Objetivo A: Traduza para o inglês esta frase do texto sobre furto e crime impossível: "Desta sorte, não configurada a tentativa inidônea, o recebimento da denúncia é imperativo."
Objetivo B: Prossiga com o texto sobre furto e crime impossível a partir da última frase apresentada.

APELAÇÃO CRIME. FURTO QUALIFICADO. CONCURSO DE AGENTES. TENTATIVA. REJEIÇÃO DA DENÚNCIA. ART. 43, I DO CPP. CRIME IMPOSSÍVEL. NÃO-RECONHECIMENTO. A teor do art. 17 do CP, só se configura o crime impossível, quando absolutamente ineficaz o meio utilizado pelo agente para alcançar o resultado criminoso, ou absolutamente inidôneo o objeto. O tão-só fato de o estabelecimento comercial ser protegido por sistemas de segurança a envolver pessoas físicas, a cumprir tal tarefa, não tem o condão de tornar absolutamente ineficaz o meio empregado pelos meliantes. Inidoneidade apenas relativa do meio utilizado, no caso concreto. Rés interceptadas por segurança do supermercado, já no estacionamento do estabelecimento, ocasião em que, revistadas as bolsas daquelas, foi encontrada a mercadoria furtada. Tentativa idônea caracterizada.(3)

A respeito também colaciono aresto do Egrégio Superior Tribunal de Justiça:

PENAL E PROCESSUAL PENAL. AGRAVO REGIMENTAL. CRIME IMPOSSÍVEL. ESTABELECIMENTO COM APARATO DE SEGURANÇA. ABSOLUTA INEFICÁCIA DO MEIO EMPREGADO. NÃO CONFIGURAÇÃO. AGRAVO REGIMENTAL A QUE SE NEGA PROVIMENTO. 1. Cinge-se a controvérsia à configuração ou não de crime impossível na hipótese em que o agente, ao tentar sair do estabelecimento comercial com produtos pertencentes a este, é detido por seguranças, em decorrência da suspeita de funcionários da empresa. 2. No caso dos autos, o fato de o agente ter sido vigiado pelo segurança do estabelecimento não ilide, de forma absolutamente eficaz, a consumação do delito de furto, pois existiu o risco, ainda que mínimo, de que o agente lograsse êxito na consumação do furto e causasse prejuízo à vítima, restando frustrado seu intento por circunstâncias alheias à sua vontade. 3. Desta maneira, não se pode reconhecer, nesta situação, a configuração de crime impossível pela absoluta ineficácia do meio empregado, mas sim a tentativa de furto. O crime impossível somente se caracteriza quando o agente, após a prática do fato, jamais poderia consumar o crime pela ineficácia absoluta do meio empregado ou pela absoluta impropriedade do objeto material, nos termos do art. 17 do Código Penal. 4. Agravo regimental a que se nega provimento.(4) (Grifei).

Desta sorte, não configurada a tentativa inidônea, o recebimento da denúncia é imperativo.

2.2. De outra feita, como é sabido, o princípio da insignificância somente tem aplicação em casos excepcionais, quando a conduta imputada ao agente é desprovida de significação social e não atinge o bem jurídico tutelado pela norma penal incriminadora.

Narra a denúncia que a acusada subtraiu diversos bens da vítima, os quais restaram avaliados em R$ 61,00 (sessenta e um reais) - conforme auto de avaliação, fl. 14.

Dados armazenados:
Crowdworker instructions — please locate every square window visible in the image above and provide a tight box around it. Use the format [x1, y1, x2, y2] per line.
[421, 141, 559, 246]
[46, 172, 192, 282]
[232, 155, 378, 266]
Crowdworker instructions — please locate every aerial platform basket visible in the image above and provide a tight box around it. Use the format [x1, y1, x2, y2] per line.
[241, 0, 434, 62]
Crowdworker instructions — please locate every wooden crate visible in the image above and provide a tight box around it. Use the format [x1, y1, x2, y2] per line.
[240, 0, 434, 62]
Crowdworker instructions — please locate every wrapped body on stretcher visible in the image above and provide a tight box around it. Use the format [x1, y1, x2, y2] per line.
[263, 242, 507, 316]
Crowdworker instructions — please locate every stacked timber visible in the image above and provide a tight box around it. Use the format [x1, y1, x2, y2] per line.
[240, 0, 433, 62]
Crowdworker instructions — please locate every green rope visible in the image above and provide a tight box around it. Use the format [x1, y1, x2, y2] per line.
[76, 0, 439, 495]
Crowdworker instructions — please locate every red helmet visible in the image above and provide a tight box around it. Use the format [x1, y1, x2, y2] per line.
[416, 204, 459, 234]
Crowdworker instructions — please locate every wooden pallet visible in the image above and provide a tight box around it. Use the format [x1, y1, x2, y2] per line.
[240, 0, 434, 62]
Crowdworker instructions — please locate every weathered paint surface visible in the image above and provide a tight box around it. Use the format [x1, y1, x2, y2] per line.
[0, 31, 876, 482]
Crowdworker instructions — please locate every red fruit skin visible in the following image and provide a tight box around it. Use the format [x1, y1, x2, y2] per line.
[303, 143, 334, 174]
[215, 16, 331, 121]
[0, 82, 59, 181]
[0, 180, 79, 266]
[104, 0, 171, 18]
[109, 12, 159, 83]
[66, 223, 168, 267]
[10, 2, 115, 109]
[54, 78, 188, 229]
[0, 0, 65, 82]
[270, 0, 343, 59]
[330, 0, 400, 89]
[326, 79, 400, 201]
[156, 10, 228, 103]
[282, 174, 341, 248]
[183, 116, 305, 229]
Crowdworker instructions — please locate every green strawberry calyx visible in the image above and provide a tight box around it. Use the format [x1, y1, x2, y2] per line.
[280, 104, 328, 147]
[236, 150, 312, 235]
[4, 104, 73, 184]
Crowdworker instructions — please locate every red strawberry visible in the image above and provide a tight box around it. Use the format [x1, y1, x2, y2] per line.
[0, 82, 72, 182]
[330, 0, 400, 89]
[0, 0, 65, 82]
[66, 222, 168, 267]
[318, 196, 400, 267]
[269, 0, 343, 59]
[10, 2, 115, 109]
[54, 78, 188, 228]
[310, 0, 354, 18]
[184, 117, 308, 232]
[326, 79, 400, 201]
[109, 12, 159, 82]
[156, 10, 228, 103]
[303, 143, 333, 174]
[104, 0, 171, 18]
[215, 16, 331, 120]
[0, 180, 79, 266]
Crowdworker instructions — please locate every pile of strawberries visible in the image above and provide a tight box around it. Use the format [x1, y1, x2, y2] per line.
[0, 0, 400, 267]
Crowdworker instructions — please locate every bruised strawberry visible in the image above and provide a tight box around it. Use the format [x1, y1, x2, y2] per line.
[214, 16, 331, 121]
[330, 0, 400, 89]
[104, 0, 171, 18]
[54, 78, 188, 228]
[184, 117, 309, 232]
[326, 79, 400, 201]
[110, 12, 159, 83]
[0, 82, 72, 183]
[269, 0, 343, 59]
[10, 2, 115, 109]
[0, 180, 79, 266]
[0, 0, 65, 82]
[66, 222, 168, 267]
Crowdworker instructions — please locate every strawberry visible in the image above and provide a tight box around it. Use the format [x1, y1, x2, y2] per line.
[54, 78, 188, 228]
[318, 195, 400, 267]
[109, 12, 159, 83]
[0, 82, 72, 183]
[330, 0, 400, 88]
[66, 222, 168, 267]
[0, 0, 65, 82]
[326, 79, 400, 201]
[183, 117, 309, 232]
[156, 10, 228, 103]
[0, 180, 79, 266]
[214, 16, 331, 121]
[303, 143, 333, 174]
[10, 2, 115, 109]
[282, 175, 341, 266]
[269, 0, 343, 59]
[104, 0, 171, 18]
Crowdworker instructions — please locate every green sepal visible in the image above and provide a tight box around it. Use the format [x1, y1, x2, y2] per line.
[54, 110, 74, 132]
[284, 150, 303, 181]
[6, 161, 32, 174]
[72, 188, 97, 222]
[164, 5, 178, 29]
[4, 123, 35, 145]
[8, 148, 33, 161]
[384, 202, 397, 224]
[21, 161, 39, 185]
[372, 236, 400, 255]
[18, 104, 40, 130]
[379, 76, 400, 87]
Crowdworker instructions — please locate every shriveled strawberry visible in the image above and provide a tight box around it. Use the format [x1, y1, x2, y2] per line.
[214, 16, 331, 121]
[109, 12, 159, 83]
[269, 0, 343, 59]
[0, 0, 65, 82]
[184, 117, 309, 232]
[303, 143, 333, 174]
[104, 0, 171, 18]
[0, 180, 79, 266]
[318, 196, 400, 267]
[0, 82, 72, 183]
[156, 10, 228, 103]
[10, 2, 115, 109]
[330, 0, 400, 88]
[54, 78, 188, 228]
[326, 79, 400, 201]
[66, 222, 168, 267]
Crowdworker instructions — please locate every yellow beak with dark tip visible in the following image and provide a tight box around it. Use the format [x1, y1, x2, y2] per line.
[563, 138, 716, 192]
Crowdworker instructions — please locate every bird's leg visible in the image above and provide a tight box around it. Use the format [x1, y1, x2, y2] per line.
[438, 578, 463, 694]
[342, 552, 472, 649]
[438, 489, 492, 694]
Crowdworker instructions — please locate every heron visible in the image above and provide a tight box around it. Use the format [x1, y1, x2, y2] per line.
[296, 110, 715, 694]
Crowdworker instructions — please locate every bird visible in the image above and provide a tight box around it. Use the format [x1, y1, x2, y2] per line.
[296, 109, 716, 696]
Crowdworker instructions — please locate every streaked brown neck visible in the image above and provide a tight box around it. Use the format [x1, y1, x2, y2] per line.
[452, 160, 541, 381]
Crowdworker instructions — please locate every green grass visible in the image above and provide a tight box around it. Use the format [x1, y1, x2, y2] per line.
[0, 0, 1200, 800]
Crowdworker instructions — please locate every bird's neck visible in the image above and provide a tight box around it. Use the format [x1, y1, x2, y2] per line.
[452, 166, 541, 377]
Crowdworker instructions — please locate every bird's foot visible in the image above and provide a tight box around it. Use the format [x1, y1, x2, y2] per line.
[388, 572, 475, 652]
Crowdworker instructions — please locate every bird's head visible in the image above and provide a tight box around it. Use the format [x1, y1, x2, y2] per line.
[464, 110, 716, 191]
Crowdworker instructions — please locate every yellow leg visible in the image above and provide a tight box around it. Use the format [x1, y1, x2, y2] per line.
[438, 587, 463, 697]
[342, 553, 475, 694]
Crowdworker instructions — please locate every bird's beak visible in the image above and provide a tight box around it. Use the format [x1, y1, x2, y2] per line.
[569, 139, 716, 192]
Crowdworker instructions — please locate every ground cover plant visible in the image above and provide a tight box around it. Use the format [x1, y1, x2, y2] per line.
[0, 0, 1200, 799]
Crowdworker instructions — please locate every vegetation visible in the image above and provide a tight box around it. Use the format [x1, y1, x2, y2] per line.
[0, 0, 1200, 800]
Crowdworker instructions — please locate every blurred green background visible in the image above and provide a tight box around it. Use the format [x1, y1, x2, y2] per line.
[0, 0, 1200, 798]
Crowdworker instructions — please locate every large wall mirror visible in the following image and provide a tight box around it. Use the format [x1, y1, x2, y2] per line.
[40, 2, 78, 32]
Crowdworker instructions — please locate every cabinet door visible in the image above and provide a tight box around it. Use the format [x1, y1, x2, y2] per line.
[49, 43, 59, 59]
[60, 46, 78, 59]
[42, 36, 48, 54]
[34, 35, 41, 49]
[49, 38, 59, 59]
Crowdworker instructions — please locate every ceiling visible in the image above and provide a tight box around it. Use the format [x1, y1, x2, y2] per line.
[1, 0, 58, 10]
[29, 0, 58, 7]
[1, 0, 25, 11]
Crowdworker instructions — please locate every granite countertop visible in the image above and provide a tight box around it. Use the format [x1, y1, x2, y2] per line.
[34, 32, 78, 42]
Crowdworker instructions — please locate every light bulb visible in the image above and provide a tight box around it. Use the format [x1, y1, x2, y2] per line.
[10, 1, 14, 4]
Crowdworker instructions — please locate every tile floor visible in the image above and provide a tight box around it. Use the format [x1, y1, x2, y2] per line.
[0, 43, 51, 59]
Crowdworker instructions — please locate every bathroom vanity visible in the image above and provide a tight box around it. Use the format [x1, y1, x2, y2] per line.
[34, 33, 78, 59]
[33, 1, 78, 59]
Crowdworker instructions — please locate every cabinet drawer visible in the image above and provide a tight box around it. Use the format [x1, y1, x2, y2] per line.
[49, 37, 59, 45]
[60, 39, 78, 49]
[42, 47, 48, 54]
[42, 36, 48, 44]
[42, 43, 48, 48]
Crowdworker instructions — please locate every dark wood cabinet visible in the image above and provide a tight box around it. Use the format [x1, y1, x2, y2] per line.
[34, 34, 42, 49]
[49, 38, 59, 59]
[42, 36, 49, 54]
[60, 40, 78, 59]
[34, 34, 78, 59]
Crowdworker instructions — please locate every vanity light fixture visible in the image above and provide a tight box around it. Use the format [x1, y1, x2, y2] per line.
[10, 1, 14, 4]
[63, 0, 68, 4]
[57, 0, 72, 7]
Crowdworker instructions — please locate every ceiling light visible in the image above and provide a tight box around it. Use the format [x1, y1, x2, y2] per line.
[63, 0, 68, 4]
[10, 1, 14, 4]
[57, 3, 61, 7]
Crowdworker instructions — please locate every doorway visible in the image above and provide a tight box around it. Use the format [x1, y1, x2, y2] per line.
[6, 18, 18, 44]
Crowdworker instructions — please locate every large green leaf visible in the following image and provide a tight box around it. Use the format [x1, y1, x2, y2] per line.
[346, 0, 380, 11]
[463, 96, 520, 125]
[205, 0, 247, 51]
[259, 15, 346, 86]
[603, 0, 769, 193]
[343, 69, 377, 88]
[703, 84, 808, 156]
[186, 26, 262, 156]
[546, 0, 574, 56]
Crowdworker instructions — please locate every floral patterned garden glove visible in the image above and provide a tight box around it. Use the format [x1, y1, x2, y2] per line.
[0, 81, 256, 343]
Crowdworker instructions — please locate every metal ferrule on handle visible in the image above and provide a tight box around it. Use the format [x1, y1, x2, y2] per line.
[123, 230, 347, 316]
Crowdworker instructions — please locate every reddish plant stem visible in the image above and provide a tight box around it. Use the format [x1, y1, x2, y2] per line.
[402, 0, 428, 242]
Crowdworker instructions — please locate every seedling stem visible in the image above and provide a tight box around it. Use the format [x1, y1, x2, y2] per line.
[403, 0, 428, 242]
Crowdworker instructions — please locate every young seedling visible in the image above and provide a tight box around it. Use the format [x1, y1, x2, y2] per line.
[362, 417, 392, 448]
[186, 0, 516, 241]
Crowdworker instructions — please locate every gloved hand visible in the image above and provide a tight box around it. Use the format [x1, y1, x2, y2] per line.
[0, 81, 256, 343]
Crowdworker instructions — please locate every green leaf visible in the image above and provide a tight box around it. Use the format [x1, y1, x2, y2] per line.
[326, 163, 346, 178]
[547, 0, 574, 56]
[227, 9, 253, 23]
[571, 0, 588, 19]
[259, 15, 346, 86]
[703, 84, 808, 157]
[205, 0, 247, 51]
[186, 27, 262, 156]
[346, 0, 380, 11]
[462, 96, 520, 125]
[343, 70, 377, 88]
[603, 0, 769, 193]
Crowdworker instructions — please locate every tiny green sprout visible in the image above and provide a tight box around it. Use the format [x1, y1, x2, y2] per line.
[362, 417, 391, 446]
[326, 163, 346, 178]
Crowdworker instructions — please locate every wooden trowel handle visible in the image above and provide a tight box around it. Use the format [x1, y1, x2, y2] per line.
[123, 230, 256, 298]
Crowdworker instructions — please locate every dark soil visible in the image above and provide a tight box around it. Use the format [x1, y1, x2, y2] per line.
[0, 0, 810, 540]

Resultado A: Accordingly, since an unsuitable attempt has not been established, acceptance of the criminal complaint is mandatory.

Resultado B:
O valor dos bens subtraídos, de pronto, já afastam a possibilidade do reconhecimento da atipicidade material da conduta descrita na exordial. Para que a norma penal não seja violada, o bem ou a quantia rapinada deve ser considerada insignificante, irrisória, desprezível, o que não se constata no caso, considerando que o valor de avaliação dos bens representa mais de 20% do salário-mínimo da época, então cotado em R$ 300,00, ex vi da Lei n. 11.164/2005.

Outrossim, constam nos autos os antecedentes judiciais da apelada (fls. 19/21) que revelam uma conduta voltada para prática de ilícitos contra o patrimônio, onde a repetição molda um tipo de comportamento que vai num crescente, causando, não obstante, pequenos prejuízos individuais, como é o caso dos autos, mas que, ao final, podem se mostrar significativos se considerados no todo.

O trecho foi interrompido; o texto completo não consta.